LESETEXT:

******

Viele Freunde im jüdischen Establishment hatte Tony Judt nicht. Dafür hatte er spätestens 2003 gesorgt, als er in einem viel diskutierten Essay in der New York Review of Books den jüdischen Charakter Israels einen »Anachronismus« nannte und an dessen Stelle für einen binationalen, säkularen jüdisch-palästinensischen Staat plädierte. Die erbittert geführte Diskussion darüber schlug Wellen bis in die deutsche Provinz. Als Judt 2007 den Bremer Hannah-Arendt-Preis erhielt, protestierte die dortige jüdische Gemeinde.
sozialdemokrat Dabei war Tony Judt kein rabiater Israelhasser. Der 1948 in London geborene Sohn osteuropäischer Einwanderer war in seiner Jugend aktiver Zionist gewesen, zwei Jahre lang sogar Generalsekretär der britischen Sektion von Habonim Dror, der Jugendbewegung der Arbeiterzionisten. Er arbeitete während seiner Schulferien in Kibbuzim und meldete sich im Sechstagekrieg 1967 freiwillig als zivile Hilfskraft zur Zahal. Was ihm – wie vielen seiner Generation und Herkunft – damals allerdings unangenehm aufstieß, war der nationalistische Triumphalismus, der sich in Israel nach dem Sieg breitmachte. Damit konnte sich Judt, der sozialdemokratische Universalist, nicht anfreunden. Ideologien und Identitätspolitik waren seine Sache nicht. Israel wurde ihm zunehmend fremder.

******

AUFGABEN:
**a)** Kopieren Sie aus dem Lesetext über Tony Judt den Abschnitt von „sozialdemokrat Dabei war“ bis „ihm zunehmend fremder.“.
**b)** Welches Amt hatte Tony Judt laut dem Lesetext zwei Jahre lang bei Habonim Dror inne?

VORLIEGENDE EINTRÄGE:
******

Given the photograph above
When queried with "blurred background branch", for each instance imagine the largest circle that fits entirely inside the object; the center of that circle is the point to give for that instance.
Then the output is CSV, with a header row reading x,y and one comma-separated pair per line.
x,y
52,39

******

LÖSUNGEN:
**a)**
sozialdemokrat Dabei war Tony Judt kein rabiater Israelhasser. Der 1948 in London geborene Sohn osteuropäischer Einwanderer war in seiner Jugend aktiver Zionist gewesen, zwei Jahre lang sogar Generalsekretär der britischen Sektion von Habonim Dror, der Jugendbewegung der Arbeiterzionisten. Er arbeitete während seiner Schulferien in Kibbuzim und meldete sich im Sechstagekrieg 1967 freiwillig als zivile Hilfskraft zur Zahal. Was ihm – wie vielen seiner Generation und Herkunft – damals allerdings unangenehm aufstieß, war der nationalistische Triumphalismus, der sich in Israel nach dem Sieg breitmachte. Damit konnte sich Judt, der sozialdemokratische Universalist, nicht anfreunden. Ideologien und Identitätspolitik waren seine Sache nicht. Israel wurde ihm zunehmend fremder.

**b)** Er war Generalsekretär der britischen Sektion von Habonim Dror.